* _Belge Metni_
Çek bir İmamoğlu demli olsun. Cumhuriyet dönemi Türk siyasi tarihinde Demokrat Parti dahil bütün partilerin anası olan CHP’nin 31 Mart Yerel Seçimlerine giderken ne kadar DEM’leneceği gündemi meşgul ediyor. Münih Güvenlik Konferansı (İzmir CHP Milletvekili Gökçe Gökçen’in görevi), G20 Dışişleri Bakanları toplantıları, Ukrayna’daki gelişmeler, Gazze’de yapılan soykırım, Milli Muharip Uçağımız KAAN’ın gökyüzü ile buluşması, Akıncı’nın hareketli deniz hedefini vurması, hatta ve hatta Abdurrahman Dilipak’ın dillendirdiği, Türkiye Gazetesi’nin manşet yaptığı, Halk TV gibi CHP şakşakçısı kanalların Emin Şirin, Nurettin Veren gibi isimleri ekranlara çıkartarak gündeme taşıdıkları darbe hazırlık söylemleri bile kamuoyunu CHP’nin DEM’lenmesi kadar ilgilendirmiyor.

* _Çözülecek Alıştırmalar_
[1] Belge metnine göre Halk TV gibi kanalların darbe hazırlık söylemlerini nasıl gündeme taşıdığını bir ila üç cümleyle açıklayınız.
[2] Belge metnindeki bilgilere göre aşağıdaki soruları cevaplayınız.
(a) CHP hangi seçimlere gitmektedir?
(b) Münih Güvenlik Konferansı kimin görevi olarak belirtilmiştir?
(c) Akıncı neyi vurmuştur?
Alıştırmaları yapmak için verilere başvurmanız gerekmemektedir.

* _Ham Veriler_
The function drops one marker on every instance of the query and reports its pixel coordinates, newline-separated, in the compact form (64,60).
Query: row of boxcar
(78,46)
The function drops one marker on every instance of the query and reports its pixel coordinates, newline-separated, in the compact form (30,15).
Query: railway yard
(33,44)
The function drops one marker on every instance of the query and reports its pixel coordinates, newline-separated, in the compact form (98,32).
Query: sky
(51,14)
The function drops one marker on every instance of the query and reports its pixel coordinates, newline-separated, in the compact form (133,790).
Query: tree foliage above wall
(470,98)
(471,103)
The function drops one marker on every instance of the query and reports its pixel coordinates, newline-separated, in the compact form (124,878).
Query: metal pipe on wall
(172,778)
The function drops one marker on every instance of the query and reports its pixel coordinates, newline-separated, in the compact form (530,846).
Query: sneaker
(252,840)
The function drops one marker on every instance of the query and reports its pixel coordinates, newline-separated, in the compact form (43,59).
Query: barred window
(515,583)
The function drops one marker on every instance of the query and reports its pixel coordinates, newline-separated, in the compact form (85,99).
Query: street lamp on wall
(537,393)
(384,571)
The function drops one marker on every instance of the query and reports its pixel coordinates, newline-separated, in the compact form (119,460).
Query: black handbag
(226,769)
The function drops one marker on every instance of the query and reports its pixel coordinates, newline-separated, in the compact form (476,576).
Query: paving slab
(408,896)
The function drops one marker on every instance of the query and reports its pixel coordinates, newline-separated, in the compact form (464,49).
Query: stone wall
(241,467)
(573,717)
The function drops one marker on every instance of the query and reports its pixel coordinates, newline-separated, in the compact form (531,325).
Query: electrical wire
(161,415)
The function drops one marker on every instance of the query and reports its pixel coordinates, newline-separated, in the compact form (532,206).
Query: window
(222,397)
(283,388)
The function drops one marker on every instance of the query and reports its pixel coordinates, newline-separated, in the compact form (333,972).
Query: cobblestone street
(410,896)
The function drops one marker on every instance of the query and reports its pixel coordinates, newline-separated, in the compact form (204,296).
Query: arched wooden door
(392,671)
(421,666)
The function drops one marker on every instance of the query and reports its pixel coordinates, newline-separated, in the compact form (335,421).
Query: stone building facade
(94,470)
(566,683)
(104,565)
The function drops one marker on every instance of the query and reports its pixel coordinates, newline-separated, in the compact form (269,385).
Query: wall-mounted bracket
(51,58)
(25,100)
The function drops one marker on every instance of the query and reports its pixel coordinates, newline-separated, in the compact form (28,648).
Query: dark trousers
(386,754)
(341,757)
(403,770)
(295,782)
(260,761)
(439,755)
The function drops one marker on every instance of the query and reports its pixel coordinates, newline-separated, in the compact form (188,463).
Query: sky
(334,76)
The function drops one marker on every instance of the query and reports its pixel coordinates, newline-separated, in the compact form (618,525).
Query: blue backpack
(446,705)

* _Cevaplar_
[1] Belge metnine göre Halk TV gibi kanallar, Emin Şirin ve Nurettin Veren gibi isimleri ekranlara çıkararak darbe hazırlık söylemlerini gündeme taşımıştır.

[2]
(a) 31 Mart Yerel Seçimlerine.
(b) İzmir CHP Milletvekili Gökçe Gökçen'in.
(c) Hareketli bir deniz hedefini.